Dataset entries
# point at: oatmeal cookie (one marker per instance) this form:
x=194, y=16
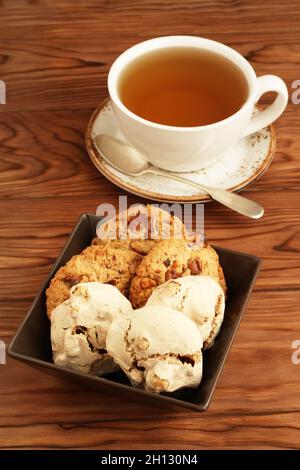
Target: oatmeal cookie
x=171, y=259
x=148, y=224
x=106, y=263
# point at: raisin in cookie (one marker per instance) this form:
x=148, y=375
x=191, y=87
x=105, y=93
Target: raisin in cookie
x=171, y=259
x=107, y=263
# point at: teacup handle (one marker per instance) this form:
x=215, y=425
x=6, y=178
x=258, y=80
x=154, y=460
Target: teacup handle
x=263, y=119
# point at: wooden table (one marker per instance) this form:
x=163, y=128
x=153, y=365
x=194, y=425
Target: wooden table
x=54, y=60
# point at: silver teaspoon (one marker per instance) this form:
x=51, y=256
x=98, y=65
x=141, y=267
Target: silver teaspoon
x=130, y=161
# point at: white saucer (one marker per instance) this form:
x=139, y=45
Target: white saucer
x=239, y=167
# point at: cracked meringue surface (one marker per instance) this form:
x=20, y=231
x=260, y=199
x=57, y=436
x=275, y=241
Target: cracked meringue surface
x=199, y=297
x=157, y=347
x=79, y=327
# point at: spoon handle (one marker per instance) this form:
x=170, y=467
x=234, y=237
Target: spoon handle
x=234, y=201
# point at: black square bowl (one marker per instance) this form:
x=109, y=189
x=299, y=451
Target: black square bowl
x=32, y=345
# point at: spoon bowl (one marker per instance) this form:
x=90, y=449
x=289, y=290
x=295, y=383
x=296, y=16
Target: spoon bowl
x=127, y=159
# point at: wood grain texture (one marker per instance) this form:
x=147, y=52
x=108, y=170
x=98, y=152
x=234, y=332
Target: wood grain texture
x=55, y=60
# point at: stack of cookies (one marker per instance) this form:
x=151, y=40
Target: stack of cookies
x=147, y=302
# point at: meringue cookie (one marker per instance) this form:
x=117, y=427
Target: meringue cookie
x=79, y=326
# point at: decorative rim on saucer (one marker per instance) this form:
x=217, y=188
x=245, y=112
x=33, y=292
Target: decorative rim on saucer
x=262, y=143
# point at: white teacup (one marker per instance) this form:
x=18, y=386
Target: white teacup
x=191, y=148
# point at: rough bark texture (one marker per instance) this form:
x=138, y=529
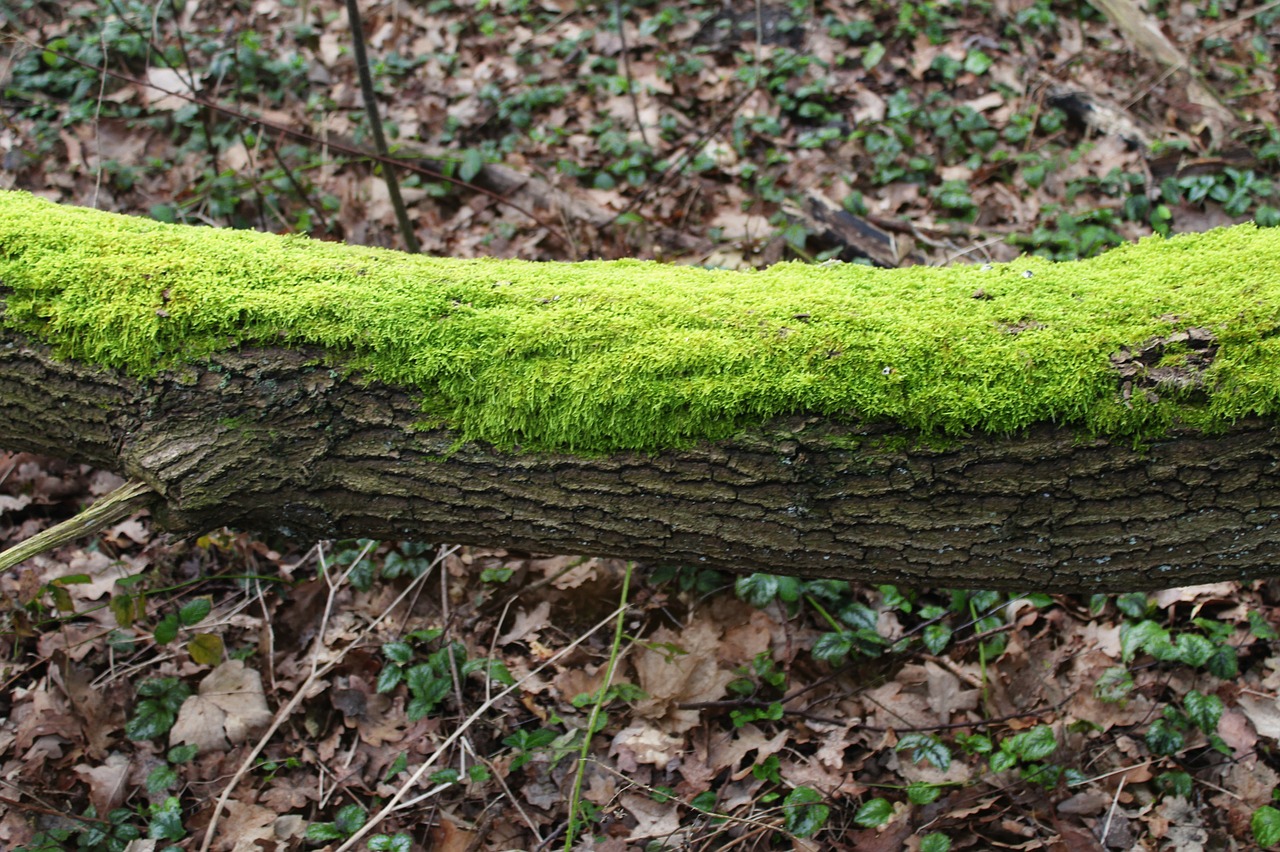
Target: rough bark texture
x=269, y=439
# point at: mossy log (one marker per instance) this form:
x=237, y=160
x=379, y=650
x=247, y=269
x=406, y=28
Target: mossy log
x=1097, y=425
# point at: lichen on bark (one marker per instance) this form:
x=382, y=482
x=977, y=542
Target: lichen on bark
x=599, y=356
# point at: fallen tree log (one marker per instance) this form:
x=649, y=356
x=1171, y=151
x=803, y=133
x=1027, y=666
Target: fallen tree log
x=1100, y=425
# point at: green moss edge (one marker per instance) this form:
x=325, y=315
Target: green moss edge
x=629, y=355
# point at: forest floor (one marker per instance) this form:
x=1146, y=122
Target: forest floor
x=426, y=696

§ Exercise brief
Render every line of the records above as a Markdown table with the columns "No." and "Line", numbering the rows in order and leaving out blank lines. Omit the pictures from the table.

§ Response below
| No. | Line |
|---|---|
| 1 | # point at: oatmeal cookie (one marker per instance) this form: |
| 2 | x=194, y=16 |
| 3 | Target: oatmeal cookie |
| 4 | x=171, y=259 |
| 5 | x=148, y=224 |
| 6 | x=106, y=263 |
| 7 | # point at: raisin in cookie (one marker per instance) this form: |
| 8 | x=148, y=375 |
| 9 | x=191, y=87 |
| 10 | x=105, y=93 |
| 11 | Target: raisin in cookie |
| 12 | x=171, y=259 |
| 13 | x=107, y=263 |
| 14 | # point at: teacup handle (one marker per instance) this form: |
| 15 | x=215, y=425 |
| 16 | x=6, y=178 |
| 17 | x=258, y=80 |
| 18 | x=154, y=460 |
| 19 | Target: teacup handle |
| 20 | x=263, y=119 |
| 21 | # point at: wooden table (one marker per instance) this form: |
| 22 | x=163, y=128 |
| 23 | x=153, y=365 |
| 24 | x=194, y=425 |
| 25 | Target: wooden table |
| 26 | x=54, y=60 |
| 27 | # point at: silver teaspoon (one marker per instance) this form: |
| 28 | x=51, y=256 |
| 29 | x=98, y=65 |
| 30 | x=141, y=267 |
| 31 | Target: silver teaspoon |
| 32 | x=130, y=161 |
| 33 | # point at: white saucer (one marker per instance) this form: |
| 34 | x=139, y=45 |
| 35 | Target: white saucer |
| 36 | x=239, y=167 |
| 37 | # point at: cracked meringue surface (one marker per instance) this form: |
| 38 | x=20, y=231 |
| 39 | x=260, y=199 |
| 40 | x=57, y=436 |
| 41 | x=275, y=241 |
| 42 | Target: cracked meringue surface |
| 43 | x=199, y=297 |
| 44 | x=157, y=347 |
| 45 | x=79, y=327 |
| 46 | # point at: spoon handle (one marker per instance) this form: |
| 47 | x=170, y=467 |
| 48 | x=234, y=237 |
| 49 | Target: spoon handle |
| 50 | x=234, y=201 |
| 51 | # point at: black square bowl (one marker per instance) this form: |
| 52 | x=109, y=189 |
| 53 | x=299, y=451 |
| 54 | Target: black square bowl |
| 55 | x=32, y=345 |
| 56 | # point at: spoon bowl (one marker per instance) this form: |
| 57 | x=90, y=449 |
| 58 | x=289, y=290 |
| 59 | x=295, y=383 |
| 60 | x=296, y=16 |
| 61 | Target: spoon bowl |
| 62 | x=127, y=159 |
| 63 | # point at: wood grain texture (one marker per instance) this form: |
| 64 | x=147, y=52 |
| 65 | x=108, y=170 |
| 66 | x=98, y=152 |
| 67 | x=234, y=332 |
| 68 | Target: wood grain texture |
| 69 | x=55, y=60 |
| 70 | # point at: stack of cookies (one marker per instance) this form: |
| 71 | x=151, y=40 |
| 72 | Target: stack of cookies |
| 73 | x=147, y=302 |
| 74 | # point at: meringue cookie (one marker per instance) this form: |
| 75 | x=117, y=427 |
| 76 | Target: meringue cookie |
| 77 | x=79, y=326 |
| 78 | # point at: decorative rim on saucer (one marker per instance) this form: |
| 79 | x=217, y=188 |
| 80 | x=245, y=112 |
| 81 | x=33, y=292 |
| 82 | Target: decorative rim on saucer |
| 83 | x=262, y=143 |
| 84 | # point at: white teacup (one marker per instance) this form: |
| 85 | x=18, y=386 |
| 86 | Target: white teacup |
| 87 | x=191, y=148 |
| 88 | # point at: rough bark texture (one marker per instance) this form: |
| 89 | x=138, y=529 |
| 90 | Target: rough bark texture |
| 91 | x=269, y=439 |
| 92 | # point at: mossy log (one marker per instance) this form: |
| 93 | x=237, y=160 |
| 94 | x=379, y=650 |
| 95 | x=247, y=269 |
| 96 | x=406, y=28 |
| 97 | Target: mossy log |
| 98 | x=1097, y=425 |
| 99 | # point at: lichen on bark (one marker per instance) this form: |
| 100 | x=382, y=482 |
| 101 | x=977, y=542 |
| 102 | Target: lichen on bark |
| 103 | x=599, y=356 |
| 104 | # point at: fallen tree log (one marker per instance) this form: |
| 105 | x=649, y=356 |
| 106 | x=1171, y=151 |
| 107 | x=803, y=133 |
| 108 | x=1027, y=666 |
| 109 | Target: fallen tree log |
| 110 | x=1100, y=425 |
| 111 | # point at: green moss edge (one marker per instance) this form: |
| 112 | x=325, y=315 |
| 113 | Target: green moss edge |
| 114 | x=629, y=355 |
| 115 | # point at: forest floor (one marker per instance) this form: |
| 116 | x=1146, y=122 |
| 117 | Target: forest floor |
| 118 | x=426, y=696 |